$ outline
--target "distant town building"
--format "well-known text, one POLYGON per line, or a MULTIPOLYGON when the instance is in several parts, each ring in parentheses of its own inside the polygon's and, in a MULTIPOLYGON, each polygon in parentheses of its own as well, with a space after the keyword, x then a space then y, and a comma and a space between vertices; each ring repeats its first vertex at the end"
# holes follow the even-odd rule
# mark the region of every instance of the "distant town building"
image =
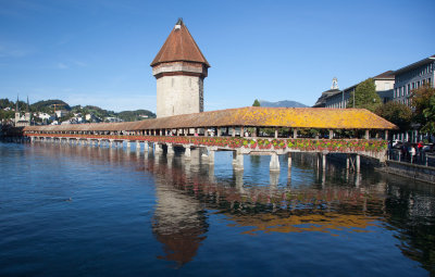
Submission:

Task to complete:
Find every line in the listing above that contains the word "instance" and copy those lines. Case counts.

Exercise response:
--format "well-known text, one POLYGON per line, or a MULTIPOLYGON when the instance is in several parts, each ring in parentheses of its own inside the polygon's and, in a MULTIPOLYGON, each polygon in parentheses of its own as well, with a space after the keyword, x then a space then y, and a comma and a space between vertices; each ring repeats its first vertex at the end"
# mark the region of every instance of the "distant town building"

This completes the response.